[DÉFI A]:
Renvoyez chaque ligne des enregistrements qui contient la chaîne "grass", en respectant la casse.

[EXTRAIT DU TEXTE]:

Mise en plein air
Après des tests en plein air à 2m de haut près de l'atelier, qui ont servi à valider la chaîne de mesure, le comportement à l'orientation et le calage de l'hélice, de véritables essais ont eu lieu en haut d'un mât de 12m, chez KrugSARL dans le Lauragais.
Objectifs des essais
La mise en plein air du prototype en haut d’un mât de 12m, sur un site venté, a plusieurs objectifs :
- Faire fonctionner l’hélice dans un vent propre sans contrainte spatiale sur le sillage : la soufflerie, trop petite, n’avait pas permis de bien évaluer le fonctionnement de notre tripale. Les mesures devront permettre de déterminer son Cp (rendement) ainsi que son Ch (poussée, grâce à la détermination du vent de début de furling).
- Démontrer par la pratique les avantages mécaniques et aérodynamiques : une hélice travaillant en haut du mât à Cp constant, et une turbine au pied du mât dont le couple est maximum au démarrage, et le mouvement 10 fois plus rapide que l'hélice de l'éolienne.
- Démontrer par la pratique que la hauteur du mât joue très peu sur le rendement du système.
- Se familiariser avec les problématiques de mesure en plein air et de stockage des données.
- Se familiariser avec les problèmes d’interface éolienne à dépression / mât tubulaire.
- Enfin ces essais ont donné plus de visibilité au projet, ainsi qu'un aboutissement logique pour le prototype !
Description du site
Le mât prêté par Olivier Krug se trouve sur son site d’essai à Avignonet-Lauragais, à 30km au sud de Toulouse. Ce site possède trois installations, toutes sur mât haubané basculant : un mât de 24m de haut, et deux mâts de 12m. Sur le mât de 24m tournait une WestWind. Le second mât de 12m était prévu pour une éolienne Piggott de la licence STER, qui n’était pas montée.

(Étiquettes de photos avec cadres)
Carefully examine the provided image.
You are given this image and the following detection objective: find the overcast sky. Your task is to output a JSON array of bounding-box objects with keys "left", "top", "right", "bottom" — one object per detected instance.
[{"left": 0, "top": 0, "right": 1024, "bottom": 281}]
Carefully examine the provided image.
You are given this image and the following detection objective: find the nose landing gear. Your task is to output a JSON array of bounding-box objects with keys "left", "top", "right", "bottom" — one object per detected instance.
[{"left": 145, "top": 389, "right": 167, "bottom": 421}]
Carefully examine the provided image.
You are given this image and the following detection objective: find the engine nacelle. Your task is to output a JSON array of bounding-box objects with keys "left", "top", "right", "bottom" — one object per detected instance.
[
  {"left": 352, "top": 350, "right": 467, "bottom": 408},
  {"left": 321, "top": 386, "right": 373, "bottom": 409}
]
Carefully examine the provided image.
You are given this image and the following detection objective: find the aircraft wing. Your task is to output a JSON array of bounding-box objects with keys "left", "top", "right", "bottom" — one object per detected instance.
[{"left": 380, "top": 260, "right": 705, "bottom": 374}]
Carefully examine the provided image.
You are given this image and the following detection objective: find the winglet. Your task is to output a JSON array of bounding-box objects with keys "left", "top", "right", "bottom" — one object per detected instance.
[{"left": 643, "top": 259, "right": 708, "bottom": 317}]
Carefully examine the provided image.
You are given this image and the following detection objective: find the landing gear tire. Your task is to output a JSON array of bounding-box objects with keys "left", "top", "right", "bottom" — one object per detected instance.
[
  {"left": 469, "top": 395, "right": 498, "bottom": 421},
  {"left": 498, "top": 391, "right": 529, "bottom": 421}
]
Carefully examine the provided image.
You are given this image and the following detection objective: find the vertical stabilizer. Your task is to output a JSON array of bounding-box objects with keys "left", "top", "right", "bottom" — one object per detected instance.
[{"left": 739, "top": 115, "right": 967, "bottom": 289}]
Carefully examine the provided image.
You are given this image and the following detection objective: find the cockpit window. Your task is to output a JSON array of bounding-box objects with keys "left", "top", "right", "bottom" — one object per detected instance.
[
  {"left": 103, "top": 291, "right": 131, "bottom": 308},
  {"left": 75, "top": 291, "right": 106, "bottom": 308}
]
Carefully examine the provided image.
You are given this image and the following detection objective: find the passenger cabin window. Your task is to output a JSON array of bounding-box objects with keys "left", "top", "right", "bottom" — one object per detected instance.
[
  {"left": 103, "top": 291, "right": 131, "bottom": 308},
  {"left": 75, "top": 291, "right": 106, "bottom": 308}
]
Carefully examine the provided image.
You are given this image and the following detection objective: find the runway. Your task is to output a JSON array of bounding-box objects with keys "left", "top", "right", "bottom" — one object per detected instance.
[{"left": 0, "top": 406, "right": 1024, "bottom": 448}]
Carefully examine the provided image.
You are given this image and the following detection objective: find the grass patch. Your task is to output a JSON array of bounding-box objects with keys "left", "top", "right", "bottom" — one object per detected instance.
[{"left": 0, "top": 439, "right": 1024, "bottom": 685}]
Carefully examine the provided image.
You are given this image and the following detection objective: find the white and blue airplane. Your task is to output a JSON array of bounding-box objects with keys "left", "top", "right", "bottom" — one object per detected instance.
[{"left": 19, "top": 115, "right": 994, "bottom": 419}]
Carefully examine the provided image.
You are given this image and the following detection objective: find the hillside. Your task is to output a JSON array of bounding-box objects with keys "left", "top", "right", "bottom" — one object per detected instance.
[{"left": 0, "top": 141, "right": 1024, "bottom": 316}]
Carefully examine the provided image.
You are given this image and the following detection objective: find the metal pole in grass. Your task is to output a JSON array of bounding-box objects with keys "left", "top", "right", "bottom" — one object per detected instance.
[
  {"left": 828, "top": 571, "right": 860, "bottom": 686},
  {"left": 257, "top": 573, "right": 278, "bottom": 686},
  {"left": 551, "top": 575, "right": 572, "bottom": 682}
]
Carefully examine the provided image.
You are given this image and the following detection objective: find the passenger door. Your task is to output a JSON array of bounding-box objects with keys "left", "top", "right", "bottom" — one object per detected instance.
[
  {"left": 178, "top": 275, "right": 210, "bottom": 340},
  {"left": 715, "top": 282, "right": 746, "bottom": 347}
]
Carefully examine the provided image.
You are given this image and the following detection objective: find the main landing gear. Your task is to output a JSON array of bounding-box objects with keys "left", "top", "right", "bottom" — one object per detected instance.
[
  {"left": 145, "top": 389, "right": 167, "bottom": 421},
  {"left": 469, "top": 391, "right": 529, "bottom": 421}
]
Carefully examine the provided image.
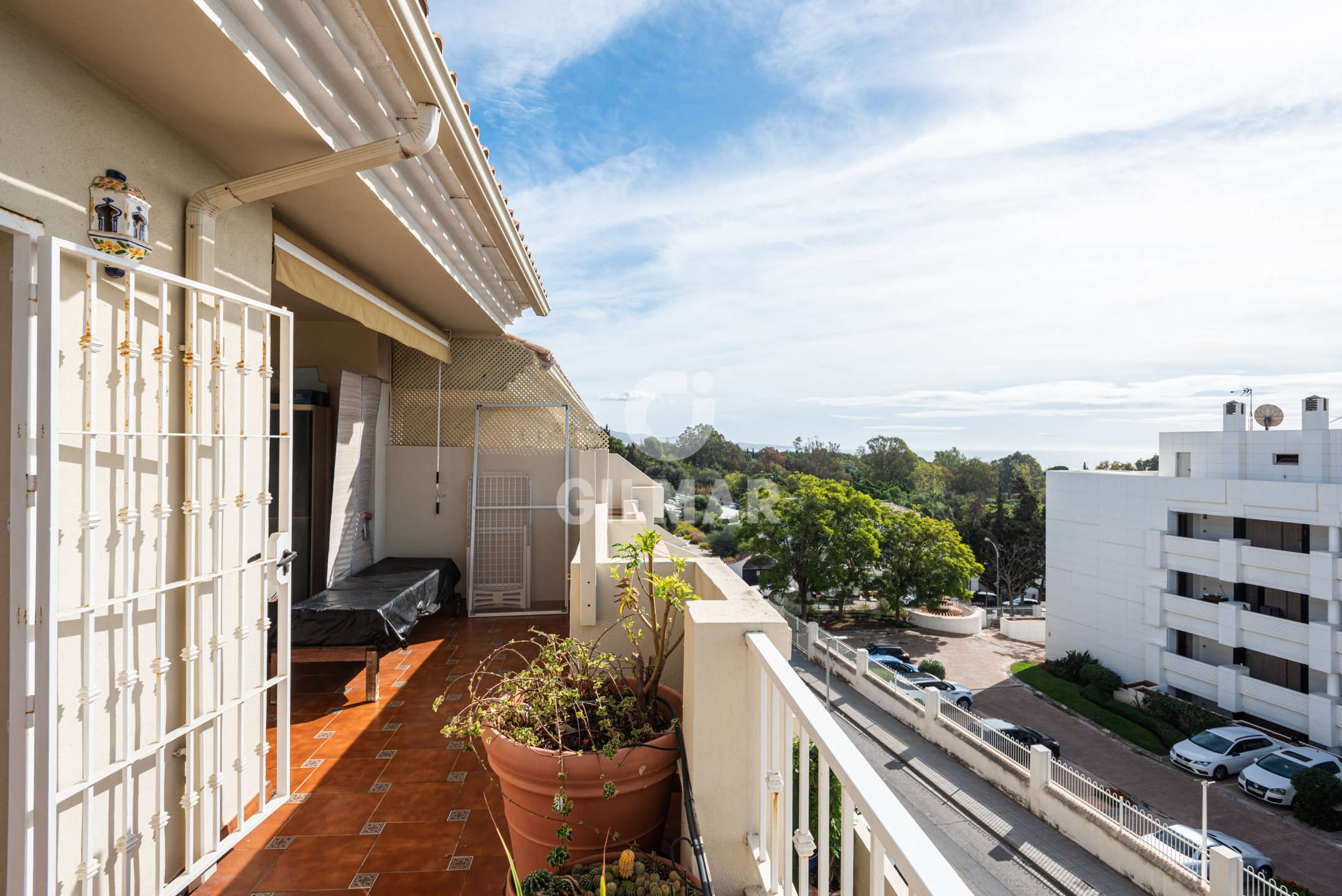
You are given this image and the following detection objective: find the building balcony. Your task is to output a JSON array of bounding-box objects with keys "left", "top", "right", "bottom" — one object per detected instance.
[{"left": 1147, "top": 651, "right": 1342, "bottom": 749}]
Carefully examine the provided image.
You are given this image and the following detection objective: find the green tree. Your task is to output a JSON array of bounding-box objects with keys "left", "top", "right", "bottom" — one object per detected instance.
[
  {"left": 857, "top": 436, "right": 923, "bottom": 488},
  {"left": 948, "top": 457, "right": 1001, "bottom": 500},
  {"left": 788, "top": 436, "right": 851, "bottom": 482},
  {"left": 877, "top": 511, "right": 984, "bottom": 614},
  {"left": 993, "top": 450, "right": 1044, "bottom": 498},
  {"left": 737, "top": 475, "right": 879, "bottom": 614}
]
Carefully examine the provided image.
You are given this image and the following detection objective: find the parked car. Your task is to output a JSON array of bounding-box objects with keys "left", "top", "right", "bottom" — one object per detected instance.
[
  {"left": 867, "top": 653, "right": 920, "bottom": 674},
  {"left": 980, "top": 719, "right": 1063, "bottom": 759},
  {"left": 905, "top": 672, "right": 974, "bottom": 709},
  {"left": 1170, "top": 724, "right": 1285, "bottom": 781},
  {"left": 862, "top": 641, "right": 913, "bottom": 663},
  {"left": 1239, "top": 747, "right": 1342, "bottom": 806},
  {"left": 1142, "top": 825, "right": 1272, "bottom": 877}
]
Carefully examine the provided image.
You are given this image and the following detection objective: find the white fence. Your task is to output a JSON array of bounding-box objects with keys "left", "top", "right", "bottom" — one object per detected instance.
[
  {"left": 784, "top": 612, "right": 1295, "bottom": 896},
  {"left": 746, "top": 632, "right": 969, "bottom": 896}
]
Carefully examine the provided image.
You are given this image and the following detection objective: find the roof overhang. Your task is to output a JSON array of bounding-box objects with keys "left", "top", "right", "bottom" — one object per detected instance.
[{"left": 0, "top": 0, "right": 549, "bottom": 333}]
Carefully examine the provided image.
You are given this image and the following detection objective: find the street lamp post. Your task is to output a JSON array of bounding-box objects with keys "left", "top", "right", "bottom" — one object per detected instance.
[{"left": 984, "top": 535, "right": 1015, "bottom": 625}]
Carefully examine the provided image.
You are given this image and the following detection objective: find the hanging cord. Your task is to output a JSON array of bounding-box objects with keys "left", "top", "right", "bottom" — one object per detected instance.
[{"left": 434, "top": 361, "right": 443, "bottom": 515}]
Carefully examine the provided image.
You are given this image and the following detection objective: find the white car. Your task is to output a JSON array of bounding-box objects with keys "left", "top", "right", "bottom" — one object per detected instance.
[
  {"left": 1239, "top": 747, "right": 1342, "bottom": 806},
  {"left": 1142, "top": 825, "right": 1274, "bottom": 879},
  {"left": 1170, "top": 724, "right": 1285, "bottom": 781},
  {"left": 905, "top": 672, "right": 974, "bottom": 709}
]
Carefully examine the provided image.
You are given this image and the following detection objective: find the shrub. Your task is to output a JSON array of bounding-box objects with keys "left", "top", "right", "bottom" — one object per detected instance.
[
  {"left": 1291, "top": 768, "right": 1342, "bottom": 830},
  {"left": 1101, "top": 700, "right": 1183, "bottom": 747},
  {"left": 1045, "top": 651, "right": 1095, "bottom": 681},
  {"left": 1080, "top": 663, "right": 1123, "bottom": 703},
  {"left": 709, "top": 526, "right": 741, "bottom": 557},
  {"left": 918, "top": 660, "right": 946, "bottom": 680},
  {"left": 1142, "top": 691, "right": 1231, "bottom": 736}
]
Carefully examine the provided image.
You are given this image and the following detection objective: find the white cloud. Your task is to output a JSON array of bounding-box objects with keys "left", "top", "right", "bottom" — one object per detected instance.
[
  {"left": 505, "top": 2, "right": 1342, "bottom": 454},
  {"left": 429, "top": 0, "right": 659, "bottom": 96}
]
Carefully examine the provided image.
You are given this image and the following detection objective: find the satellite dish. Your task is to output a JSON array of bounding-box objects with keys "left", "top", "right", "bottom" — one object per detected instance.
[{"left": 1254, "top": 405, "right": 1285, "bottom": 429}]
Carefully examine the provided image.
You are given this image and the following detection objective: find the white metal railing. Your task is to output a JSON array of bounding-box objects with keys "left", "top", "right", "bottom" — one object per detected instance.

[DÉFI B]:
Pour chacune des affirmations suivantes, indiquez si l'extrait sur les essais en plein air la confirme, en répondant par oui ou non et en citant les mots décisifs du texte : (i) une WestWind tournait sur le mât de 24 m ; (ii) l'éolienne Piggott était montée sur le second mât de 12 m ; (iii) le site d'essai se trouve à 30 km au nord de Toulouse.

[RÉPONSE CORRECTE A]:
You are given this image and the following detection objective: find the grass patch. Your task is to output a JSON array of bounding-box objects with keys "left", "top", "right", "bottom" — one object per detected instance.
You are given this image and the following detection objective: find the metal pole in grass. Your task is to output a JSON array of bounding-box objects with keys "left", "top", "right", "bottom" — one object per detected instance.

[RÉPONSE CORRECTE B]:
(i) Oui : « Sur le mât de 24m tournait une WestWind. »
(ii) Non : « qui n’était pas montée »
(iii) Non : « à 30km au sud de Toulouse »